* _What you need to do_:
Report every line of the records below that contains the word "cream", copying each such line in full.

* _Materials provided_:
━━━━━━

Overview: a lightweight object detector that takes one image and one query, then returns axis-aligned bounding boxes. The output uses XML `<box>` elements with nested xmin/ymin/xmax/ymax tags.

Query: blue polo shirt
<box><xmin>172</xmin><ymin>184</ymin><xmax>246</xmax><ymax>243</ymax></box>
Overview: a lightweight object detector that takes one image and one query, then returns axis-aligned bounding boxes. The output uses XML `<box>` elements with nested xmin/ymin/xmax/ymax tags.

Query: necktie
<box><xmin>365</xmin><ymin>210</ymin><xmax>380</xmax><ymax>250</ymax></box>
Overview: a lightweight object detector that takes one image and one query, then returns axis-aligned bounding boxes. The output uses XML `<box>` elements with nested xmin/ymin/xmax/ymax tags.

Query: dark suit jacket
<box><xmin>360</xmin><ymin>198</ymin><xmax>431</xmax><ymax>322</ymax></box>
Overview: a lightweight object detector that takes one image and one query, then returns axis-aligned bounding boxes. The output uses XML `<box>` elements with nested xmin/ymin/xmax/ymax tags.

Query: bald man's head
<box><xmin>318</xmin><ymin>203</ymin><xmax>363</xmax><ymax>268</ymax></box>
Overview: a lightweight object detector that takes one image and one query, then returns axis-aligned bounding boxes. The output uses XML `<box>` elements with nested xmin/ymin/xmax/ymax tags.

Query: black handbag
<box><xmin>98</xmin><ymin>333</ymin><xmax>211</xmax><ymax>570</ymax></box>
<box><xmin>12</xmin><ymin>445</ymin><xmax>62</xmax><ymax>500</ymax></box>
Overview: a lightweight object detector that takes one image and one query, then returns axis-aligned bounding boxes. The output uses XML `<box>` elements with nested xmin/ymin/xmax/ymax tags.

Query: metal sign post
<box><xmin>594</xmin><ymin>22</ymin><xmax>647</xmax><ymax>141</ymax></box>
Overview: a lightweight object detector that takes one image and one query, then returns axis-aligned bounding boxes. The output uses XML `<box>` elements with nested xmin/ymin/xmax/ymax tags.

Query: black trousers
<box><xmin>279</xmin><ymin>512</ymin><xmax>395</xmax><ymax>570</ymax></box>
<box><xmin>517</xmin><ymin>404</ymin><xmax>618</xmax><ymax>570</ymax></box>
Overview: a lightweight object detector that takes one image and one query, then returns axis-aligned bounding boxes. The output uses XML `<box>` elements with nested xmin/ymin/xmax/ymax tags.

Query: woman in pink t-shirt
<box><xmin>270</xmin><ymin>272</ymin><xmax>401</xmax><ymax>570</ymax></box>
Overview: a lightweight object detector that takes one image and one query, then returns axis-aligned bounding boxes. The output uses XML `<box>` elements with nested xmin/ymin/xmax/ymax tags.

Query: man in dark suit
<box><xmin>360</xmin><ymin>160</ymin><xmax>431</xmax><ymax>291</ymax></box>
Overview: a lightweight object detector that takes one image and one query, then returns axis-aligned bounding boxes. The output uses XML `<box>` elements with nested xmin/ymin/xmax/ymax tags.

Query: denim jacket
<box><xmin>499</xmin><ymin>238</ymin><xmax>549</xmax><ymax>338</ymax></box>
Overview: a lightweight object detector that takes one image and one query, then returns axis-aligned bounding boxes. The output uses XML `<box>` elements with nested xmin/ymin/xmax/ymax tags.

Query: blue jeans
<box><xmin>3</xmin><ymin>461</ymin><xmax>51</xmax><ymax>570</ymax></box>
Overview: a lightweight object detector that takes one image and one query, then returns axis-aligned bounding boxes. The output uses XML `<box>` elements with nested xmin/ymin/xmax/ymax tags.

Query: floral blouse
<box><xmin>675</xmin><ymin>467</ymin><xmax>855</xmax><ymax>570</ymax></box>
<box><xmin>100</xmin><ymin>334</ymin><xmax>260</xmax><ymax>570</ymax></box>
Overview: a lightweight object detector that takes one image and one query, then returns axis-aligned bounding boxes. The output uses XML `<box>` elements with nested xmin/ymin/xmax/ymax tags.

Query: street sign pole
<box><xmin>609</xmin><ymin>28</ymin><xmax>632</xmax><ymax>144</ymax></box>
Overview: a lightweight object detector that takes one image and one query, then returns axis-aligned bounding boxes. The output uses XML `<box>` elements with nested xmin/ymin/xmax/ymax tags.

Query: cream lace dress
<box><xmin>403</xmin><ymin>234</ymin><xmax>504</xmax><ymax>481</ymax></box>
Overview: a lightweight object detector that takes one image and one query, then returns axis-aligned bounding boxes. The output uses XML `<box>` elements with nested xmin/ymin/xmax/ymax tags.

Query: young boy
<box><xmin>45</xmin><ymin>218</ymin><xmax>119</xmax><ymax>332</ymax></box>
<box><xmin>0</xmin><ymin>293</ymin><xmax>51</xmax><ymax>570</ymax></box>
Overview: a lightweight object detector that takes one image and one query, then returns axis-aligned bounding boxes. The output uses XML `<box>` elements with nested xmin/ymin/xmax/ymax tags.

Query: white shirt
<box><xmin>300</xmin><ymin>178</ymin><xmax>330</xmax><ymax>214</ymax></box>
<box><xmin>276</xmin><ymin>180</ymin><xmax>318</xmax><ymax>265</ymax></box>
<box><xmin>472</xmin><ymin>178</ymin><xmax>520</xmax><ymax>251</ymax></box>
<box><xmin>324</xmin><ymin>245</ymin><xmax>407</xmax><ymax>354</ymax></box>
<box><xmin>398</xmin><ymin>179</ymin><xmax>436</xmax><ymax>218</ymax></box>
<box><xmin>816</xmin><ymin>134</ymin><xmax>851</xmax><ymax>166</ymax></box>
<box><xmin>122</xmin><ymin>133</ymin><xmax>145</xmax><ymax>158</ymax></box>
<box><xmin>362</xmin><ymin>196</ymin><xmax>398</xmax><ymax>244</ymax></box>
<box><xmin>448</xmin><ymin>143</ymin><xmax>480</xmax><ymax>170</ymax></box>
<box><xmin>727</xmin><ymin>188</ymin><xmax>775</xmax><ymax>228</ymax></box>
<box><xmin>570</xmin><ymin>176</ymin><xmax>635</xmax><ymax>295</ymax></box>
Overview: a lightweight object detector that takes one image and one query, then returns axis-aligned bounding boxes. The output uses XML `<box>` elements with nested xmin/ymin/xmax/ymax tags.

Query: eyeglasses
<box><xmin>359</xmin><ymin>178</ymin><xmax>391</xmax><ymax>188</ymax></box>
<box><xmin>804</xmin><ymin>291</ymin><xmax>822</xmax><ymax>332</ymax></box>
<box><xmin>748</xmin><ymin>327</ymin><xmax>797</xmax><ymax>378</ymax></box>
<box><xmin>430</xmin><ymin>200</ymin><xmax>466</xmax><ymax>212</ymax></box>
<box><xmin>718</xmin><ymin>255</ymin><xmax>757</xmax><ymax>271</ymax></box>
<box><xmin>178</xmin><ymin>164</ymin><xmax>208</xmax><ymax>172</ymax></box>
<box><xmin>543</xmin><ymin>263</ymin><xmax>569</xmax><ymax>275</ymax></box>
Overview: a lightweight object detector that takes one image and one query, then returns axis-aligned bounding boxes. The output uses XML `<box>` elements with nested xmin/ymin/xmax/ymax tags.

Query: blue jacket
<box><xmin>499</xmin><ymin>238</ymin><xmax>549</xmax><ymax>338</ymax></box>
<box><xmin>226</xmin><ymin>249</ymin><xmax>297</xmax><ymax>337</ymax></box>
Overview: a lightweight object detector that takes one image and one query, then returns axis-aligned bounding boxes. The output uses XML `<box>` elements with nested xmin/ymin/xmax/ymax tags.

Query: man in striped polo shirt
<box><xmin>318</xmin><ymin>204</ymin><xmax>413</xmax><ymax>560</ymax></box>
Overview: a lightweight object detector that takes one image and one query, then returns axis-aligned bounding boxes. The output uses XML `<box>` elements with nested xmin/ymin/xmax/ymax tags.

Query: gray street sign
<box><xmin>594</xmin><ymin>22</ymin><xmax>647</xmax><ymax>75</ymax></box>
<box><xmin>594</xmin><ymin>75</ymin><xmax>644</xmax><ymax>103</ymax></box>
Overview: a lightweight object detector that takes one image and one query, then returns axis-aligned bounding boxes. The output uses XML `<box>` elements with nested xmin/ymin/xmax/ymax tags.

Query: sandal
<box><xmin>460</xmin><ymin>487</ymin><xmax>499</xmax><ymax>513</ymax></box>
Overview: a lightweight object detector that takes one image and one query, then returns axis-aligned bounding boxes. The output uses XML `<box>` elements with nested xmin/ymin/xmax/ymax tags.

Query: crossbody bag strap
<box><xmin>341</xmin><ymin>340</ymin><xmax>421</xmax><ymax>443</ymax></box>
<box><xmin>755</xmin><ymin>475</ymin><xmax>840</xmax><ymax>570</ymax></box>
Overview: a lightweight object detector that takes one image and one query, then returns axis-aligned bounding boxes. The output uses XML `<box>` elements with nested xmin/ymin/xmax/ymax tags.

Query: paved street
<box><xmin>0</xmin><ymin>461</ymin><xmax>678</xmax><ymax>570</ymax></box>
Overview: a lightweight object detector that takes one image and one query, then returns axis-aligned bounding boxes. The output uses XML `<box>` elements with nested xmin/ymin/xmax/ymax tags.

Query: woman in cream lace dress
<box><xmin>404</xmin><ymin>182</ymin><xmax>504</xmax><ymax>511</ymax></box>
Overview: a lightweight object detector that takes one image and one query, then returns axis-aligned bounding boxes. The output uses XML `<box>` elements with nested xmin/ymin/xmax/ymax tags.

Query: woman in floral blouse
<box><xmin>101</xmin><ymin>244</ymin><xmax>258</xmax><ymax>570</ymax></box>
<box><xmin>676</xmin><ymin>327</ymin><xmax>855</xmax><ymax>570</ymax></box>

━━━━━━

* _Solution_:
Query: cream lace dress
Query: woman in cream lace dress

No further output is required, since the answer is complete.